HEALTH ANTI-AGING LIFESTYLE OPTIONS, INC.
NOTES TO FINANCIAL STATEMENTS

 
NOTE 2 – SUMMARY OF SIGNIFICANT ACCOUNTING POLICIES (Continued)

Advertising costs

All advertising costs, including production and media broadcast, are expensed as incurred. During the years ended December 31, 2008 and 2007 the Company did not incur any advertising costs.

Stock-based compensation

The Company has adopted SFAS No. 123R "Share Based Payments" in accounting for stock options and similar equity instruments. Accordingly, compensation costs attributable to stock options or similar equity instruments granted to employees are measured at the fair value at the grant date, and expensed over the expected vesting period with a corresponding increase to additional paid-in capital. Transactions in which goods or services are received from non-employees in exchange for the issuance of equity instruments are accounted for based on the fair value of the consideration received or the fair value of the equity instruments issued, whichever is more reliably measurable. As at December 31, 2008 and 2007 and for the years then ended the Company has not issued any stock options or similar equity instruments.

Comprehensive income

In accordance with SFAS 130, “Reporting Comprehensive Income” (“SFAS 130"), comprehensive income consists of net income and other gains and losses affecting stockholders’ equity that are excluded from net income, such as unrealized gains and losses on investments available for sale, foreign currency translation gains and losses when the functional currency is not U.S. dollars, and minimum pension liability.

For the years ended December 31, 2008 and 2007, the Company’s financial statements include none of the additional elements that affect comprehensive income. Accordingly, net income and comprehensive income are identical.

## Problem to work on
Please write the next part of the accounting policy notes, picking up after their last sentence. The listing has no connection to the accounting policy notes.

## Excerpted records
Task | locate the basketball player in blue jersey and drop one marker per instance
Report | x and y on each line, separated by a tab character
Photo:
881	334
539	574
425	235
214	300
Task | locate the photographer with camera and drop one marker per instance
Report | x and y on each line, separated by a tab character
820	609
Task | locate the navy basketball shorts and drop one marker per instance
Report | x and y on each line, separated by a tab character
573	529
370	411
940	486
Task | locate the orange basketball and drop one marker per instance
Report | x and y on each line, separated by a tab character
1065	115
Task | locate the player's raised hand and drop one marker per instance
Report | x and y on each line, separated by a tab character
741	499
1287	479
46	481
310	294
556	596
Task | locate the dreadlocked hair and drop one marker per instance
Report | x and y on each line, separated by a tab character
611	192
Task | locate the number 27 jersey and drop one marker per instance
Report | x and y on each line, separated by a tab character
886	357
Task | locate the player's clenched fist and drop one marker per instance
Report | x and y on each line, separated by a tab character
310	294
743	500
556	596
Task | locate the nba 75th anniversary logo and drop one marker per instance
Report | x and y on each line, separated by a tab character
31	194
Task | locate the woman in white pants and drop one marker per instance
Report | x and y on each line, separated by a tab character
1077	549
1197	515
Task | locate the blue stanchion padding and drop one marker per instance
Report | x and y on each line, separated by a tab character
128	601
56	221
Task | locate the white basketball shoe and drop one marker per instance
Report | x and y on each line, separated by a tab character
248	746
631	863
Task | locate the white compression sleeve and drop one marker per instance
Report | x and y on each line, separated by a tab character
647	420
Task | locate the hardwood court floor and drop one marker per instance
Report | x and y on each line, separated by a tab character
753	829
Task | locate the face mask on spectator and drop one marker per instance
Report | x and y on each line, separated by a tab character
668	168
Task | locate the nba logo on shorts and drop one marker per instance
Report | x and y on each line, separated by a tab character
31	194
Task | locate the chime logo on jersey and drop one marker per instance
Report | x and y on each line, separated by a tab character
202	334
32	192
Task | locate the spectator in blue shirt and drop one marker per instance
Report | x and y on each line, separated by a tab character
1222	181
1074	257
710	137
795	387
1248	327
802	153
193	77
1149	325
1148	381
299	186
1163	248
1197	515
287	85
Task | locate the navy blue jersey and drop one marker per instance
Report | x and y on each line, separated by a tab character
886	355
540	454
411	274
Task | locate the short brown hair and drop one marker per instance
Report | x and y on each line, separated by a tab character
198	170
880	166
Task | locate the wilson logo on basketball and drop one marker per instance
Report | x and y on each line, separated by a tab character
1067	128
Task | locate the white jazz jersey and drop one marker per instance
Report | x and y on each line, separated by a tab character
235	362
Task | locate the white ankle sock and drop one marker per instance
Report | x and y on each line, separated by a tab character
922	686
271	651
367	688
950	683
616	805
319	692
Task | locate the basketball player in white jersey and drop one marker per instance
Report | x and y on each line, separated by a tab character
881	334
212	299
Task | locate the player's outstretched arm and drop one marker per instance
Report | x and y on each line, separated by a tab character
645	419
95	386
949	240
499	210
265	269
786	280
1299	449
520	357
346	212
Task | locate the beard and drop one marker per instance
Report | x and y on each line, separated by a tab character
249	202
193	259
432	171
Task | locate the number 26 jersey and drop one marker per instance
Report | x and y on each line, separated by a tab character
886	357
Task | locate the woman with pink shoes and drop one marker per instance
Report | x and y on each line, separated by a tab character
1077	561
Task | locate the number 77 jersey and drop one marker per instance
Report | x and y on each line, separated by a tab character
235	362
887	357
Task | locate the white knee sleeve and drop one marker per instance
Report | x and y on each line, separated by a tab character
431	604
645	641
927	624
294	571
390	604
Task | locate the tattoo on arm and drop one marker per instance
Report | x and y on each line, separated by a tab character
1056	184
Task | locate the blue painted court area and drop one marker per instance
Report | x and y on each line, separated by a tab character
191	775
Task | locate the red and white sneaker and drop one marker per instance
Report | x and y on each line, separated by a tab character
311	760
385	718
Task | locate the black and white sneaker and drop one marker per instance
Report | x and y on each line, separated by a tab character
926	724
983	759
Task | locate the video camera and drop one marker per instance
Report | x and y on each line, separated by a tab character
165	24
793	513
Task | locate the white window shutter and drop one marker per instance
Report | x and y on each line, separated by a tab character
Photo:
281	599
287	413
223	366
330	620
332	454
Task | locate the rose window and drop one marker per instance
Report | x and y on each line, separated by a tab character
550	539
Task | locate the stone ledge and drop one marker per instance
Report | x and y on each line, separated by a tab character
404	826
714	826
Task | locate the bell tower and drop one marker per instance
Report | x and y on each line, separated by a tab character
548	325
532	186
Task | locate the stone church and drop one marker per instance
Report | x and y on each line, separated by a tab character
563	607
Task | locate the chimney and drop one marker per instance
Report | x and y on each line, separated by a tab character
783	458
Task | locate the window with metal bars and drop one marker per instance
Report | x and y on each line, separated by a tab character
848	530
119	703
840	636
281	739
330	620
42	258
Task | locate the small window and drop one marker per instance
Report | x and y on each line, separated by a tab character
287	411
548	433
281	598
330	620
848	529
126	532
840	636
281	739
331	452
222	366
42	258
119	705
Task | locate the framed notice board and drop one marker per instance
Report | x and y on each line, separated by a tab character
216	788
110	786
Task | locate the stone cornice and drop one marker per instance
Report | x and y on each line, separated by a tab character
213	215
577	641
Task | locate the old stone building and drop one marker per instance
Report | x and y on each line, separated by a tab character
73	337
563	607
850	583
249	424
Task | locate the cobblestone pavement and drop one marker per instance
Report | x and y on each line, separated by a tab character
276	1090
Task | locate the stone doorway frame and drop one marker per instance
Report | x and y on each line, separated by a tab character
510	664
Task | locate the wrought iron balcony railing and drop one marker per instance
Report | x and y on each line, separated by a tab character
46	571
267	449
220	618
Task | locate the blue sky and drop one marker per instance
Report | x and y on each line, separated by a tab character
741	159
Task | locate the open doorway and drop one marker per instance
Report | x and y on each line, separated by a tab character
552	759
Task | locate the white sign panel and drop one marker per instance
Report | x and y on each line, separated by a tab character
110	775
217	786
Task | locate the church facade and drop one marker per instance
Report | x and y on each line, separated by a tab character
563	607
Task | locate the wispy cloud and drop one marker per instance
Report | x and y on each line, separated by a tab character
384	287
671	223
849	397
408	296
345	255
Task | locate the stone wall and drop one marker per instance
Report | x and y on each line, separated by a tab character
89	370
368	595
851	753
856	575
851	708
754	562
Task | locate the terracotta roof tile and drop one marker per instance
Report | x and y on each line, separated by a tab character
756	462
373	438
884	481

## Answer to this exercise
Loss per share

Basic loss per common share has been calculated based on Halo’s weighted average number of common shares outstanding during the period. Diluted net income (loss) per share on the potential exercise of the equity-based financial instruments is not presented where anti-dilutive.

Use of estimates

The preparation of financial statements in conformity with generally accepted accounting principles in the United States of America requires management to make estimates and assumptions that affect the reported amounts of assets and liabilities and disclosure of contingent assets and liabilities at the date of the financial statements and the reported amounts of revenues and expenses during the reporting period. Actual results could differ from those estimates.

 

F-7


HEALTH ANTI-AGING LIFESTYLE OPTIONS, INC.
NOTES TO FINANCIAL STATEMENTS

 
NOTE 2 – SUMMARY OF SIGNIFICANT ACCOUNTING POLICIES (Continued)

Financial instruments and financial risk

The Company’s financial instruments consist of cash and cash equivalents, accounts payable and accrued liabilities and due from a related party. It is management’s opinion that the Company is not exposed to significant interest rate, foreign currency fluctuation risks or credit risks arising from these financial instruments, and, unless otherwise noted, that the fair value of the current assets and liabilities approximate their carrying values due to their short-term nature.

Translation of foreign currencies

The Company’s functional currency is U.S. dollars and unless otherwise indicated all amounts in these financial statements are stated in U.S. dollars.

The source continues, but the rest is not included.